▸ **EXTRACTED TEXT**
Some courses may have prerequisites, for example to take course 0
you have to first take course 1, which is expressed as a pair: [0,1]
Given the total number of courses and a list of prerequisite pairs,
is it possible for you to finish all courses?
Example 1:
Input: numCourses = 2, prerequisites = [[1,0]]
Output: true
Explanation: There are a total of 2 courses to take.
To take course 1 you should have finished course 0. So it is possible.
Example 2:
Input: numCourses = 2, prerequisites = [[1,0],[0,1]]
Output: false
Explanation: There are a total of 2 courses to take.
To take course 1 you should have finished course 0, and to take course 0 you should
also have finished course 1. So it is impossible.
Constraints:
The input prerequisites is a graph represented by a list of edges,
not adjacency matrices. Read more about how a graph is represented.
You may assume that there are no duplicate edges in the input prerequisites.
1 <= numCourses <= 10^5
class Solution {
public:
vector <bool> vis, dfsVis;
bool dfs(int src, vector<int> adj[]) {
vis[src] = true;
dfsVis[src] = true;
for (auto &v : adj[src]) {
if (!vis[v]) {
if (dfs(v, adj)) return true; // has cycle
} else if (dfsVis[v])
return true; // has cycle
}
dfsVis[src] = false;
return false; // no cycle
}
bool canFinish(int numCourses, vector<vector<int>> &preReq) {
vector<int> adj[numCourses];
for (int i = 0; i < preReq.size(); i++) {
adj[preReq[i][0]].push_back(preReq[i][1]);
}
vis.resize(numCourses, false);
dfsVis.resize(numCourses, false);
for (int i = 0; i < numCourses; i++) {
if (!vis[i])
if (dfs(i, adj)) {
// cycle exists, coureses cannot be taken
return false;
}
}
// cycle doesn't exist, courses can be taken
return true;
}
};

▸ **WRITTEN PROBLEM 1**
According to the course scheduling text, what may you assume about the input prerequisites?
▸ **WRITTEN PROBLEM 2**
Print the stretch of the course scheduling text from "To take course 1 you should have finished course 0, and" through "graph is represented.".
▸ **WRITTEN PROBLEM 3**
Does each statement agree with the course scheduling text? Answer yes or no for each, and quote the words that decide it.
(a) The input prerequisites are given as adjacency matrices.
(b) numCourses can be as large as 10^5.
(c) The output for Example 2 is true.

▸ **DATASET CONTENT**
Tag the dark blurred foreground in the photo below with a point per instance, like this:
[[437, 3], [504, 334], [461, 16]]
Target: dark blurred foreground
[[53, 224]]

▸ **RIGHT ANSWER 1**
There are no duplicate edges in the input prerequisites.

▸ **RIGHT ANSWER 2**
To take course 1 you should have finished course 0, and to take course 0 you should
also have finished course 1. So it is impossible.
Constraints:
The input prerequisites is a graph represented by a list of edges,
not adjacency matrices. Read more about how a graph is represented.

▸ **RIGHT ANSWER 3**
(a) No: "The input prerequisites is a graph represented by a list of edges, not adjacency matrices."
(b) Yes: "1 <= numCourses <= 10^5"
(c) No: "Output: false"